┌─ EXCERPT PROVIDED

Dynamic RAM, on the other hand, uses capacitors to store bits (it requires generally one capacitor and, maybe, one diode to store one bit, which takes much less silicon space), so it's much more compact and thus cheap. Unfortunately, capacitors tend to lose charge over time, so they have to be periodically recharged, usually by reading the memory and writing the same data again, called "memory refresh". This process takes either the attention of the CPU, or the additional support circuitry on the memory chip itself, and, to add insult to injury, the need to constantly refresh the memory contents means that when the power gets turned off, all memory gets completely erased — core, being magnetic, was completely non-volatile, and static RAM required so little power that it could be kept alive with a simple lithium watch battery. Still, the enormous density that DRAM offers makes it the most affordable and used type of the memory ever.
Magnetic RAM is basically a return to core on a new level, where each ferrite donut of the old-style core is replaced by a ferrite grain in an IC. It has the density advantage of a DRAM (there is some penalty, but it's not that big), its speed is closer to static RAM, it's completely non-volatile and it can be written as fast at it is read (not to mention as many times as needed), negating most of the Flash Memory drawbacks. Unfortunately, due to Flash selling like ice-cream on a hot day, few producers could spare their fabs to produce it, and it requires significant motherboard redesign to boot. This and several technological bottlenecks seem to lock it in Development Hell for the time.
- On a side note, there's also an issue with security with non-volatile memory. For example, if a computer doing encryption had non-volatile memory, a clever hacker could turn off the machine, take out the memory, and do a dump without fear of losing the contents. For the same thing to happen with DRAM (it actually loses memory over time, not instantaneously), the person would have to dump the RAM chip in liquid nitrogen to slow the discharge process to a crawl. However, with the advent of on-the-fly encryption co-processors that encrypts data on the memory management unit itself before anything is even written out to the memory, non-volatile memory is making a comeback in a highly upgraded form.

└─
┌─ ENTRIES SHOWN

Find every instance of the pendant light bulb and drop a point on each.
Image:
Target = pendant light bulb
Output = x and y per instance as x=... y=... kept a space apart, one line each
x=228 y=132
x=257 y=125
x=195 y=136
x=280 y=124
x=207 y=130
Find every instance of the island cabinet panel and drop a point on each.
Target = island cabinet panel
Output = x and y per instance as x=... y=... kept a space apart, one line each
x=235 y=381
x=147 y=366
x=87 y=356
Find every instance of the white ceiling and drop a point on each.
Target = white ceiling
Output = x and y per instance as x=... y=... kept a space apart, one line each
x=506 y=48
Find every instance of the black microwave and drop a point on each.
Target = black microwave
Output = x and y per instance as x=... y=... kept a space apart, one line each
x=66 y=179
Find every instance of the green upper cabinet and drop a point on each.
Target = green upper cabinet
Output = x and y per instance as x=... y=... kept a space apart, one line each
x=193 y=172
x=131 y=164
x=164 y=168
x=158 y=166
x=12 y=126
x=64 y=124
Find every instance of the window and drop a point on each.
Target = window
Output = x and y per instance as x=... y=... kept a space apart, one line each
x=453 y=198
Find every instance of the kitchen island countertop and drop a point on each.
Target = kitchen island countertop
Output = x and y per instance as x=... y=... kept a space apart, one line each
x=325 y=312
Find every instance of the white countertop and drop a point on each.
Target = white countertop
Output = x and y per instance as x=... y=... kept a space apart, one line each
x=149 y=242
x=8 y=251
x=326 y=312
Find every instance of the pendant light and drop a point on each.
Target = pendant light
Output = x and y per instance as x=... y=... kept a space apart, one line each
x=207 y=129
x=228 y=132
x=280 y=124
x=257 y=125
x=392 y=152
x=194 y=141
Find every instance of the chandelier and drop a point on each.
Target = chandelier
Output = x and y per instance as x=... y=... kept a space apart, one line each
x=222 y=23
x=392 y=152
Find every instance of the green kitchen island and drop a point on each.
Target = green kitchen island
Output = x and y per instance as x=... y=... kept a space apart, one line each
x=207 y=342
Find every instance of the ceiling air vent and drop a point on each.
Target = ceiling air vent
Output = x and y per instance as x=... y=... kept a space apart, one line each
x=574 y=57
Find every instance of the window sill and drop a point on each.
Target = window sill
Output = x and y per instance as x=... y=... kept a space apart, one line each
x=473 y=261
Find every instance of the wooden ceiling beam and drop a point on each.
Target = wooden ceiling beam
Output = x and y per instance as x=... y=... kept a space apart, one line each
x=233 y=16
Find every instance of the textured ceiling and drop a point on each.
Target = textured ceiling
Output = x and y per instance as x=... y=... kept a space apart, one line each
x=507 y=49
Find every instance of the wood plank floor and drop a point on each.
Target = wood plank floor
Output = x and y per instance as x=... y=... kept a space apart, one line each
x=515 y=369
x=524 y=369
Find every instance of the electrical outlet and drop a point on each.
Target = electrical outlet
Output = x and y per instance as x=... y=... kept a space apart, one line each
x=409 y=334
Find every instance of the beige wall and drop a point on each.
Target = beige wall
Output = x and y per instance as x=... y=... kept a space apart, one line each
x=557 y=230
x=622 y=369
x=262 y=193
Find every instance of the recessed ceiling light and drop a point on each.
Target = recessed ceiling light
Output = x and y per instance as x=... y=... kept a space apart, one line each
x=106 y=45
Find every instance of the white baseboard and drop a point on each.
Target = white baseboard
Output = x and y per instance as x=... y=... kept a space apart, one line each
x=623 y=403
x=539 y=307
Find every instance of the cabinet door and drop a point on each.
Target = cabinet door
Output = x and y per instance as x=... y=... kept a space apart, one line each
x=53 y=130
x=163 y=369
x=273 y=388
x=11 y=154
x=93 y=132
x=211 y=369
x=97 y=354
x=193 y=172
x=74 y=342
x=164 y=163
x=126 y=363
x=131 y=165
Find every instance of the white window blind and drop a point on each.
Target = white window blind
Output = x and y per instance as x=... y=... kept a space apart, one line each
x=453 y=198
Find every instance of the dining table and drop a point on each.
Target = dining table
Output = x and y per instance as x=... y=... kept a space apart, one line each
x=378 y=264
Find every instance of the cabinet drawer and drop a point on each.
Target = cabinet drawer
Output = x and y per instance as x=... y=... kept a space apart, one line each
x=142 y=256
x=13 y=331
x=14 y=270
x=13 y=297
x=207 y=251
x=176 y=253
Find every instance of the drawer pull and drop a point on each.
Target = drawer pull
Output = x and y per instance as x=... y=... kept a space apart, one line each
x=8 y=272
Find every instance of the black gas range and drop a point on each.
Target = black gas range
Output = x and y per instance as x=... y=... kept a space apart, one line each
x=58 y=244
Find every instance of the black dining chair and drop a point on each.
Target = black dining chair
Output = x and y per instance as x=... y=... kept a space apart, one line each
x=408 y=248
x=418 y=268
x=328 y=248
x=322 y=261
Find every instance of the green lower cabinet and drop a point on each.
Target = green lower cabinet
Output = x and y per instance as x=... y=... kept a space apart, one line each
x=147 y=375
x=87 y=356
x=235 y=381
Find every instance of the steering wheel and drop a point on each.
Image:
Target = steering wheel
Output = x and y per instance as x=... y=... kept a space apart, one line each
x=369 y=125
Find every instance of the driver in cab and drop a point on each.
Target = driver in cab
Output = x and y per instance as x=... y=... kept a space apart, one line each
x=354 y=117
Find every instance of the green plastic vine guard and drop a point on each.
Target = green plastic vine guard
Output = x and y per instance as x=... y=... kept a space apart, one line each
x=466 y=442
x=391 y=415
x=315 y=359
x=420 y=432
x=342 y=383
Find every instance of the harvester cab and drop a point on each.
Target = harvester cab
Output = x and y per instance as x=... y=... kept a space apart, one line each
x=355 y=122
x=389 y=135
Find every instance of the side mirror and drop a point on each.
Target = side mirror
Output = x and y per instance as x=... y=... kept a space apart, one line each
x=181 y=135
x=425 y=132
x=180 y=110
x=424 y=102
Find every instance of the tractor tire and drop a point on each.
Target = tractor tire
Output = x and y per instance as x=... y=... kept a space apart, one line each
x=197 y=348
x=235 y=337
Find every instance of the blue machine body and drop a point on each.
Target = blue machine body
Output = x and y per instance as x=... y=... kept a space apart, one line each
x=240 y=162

└─

[TASKS TO PERFORM]
1. Reproduce the part of the memory text starting at "Magnetic RAM is" and ending at "for the time.".
2. In the memory text, what is the name for periodically reading DRAM and writing the same data back again?
These records have nothing to do with the memory text.

[EXERCISE ANSWERS]
1.
Magnetic RAM is basically a return to core on a new level, where each ferrite donut of the old-style core is replaced by a ferrite grain in an IC. It has the density advantage of a DRAM (there is some penalty, but it's not that big), its speed is closer to static RAM, it's completely non-volatile and it can be written as fast at it is read (not to mention as many times as needed), negating most of the Flash Memory drawbacks. Unfortunately, due to Flash selling like ice-cream on a hot day, few producers could spare their fabs to produce it, and it requires significant motherboard redesign to boot. This and several technological bottlenecks seem to lock it in Development Hell for the time.

2. Memory refresh.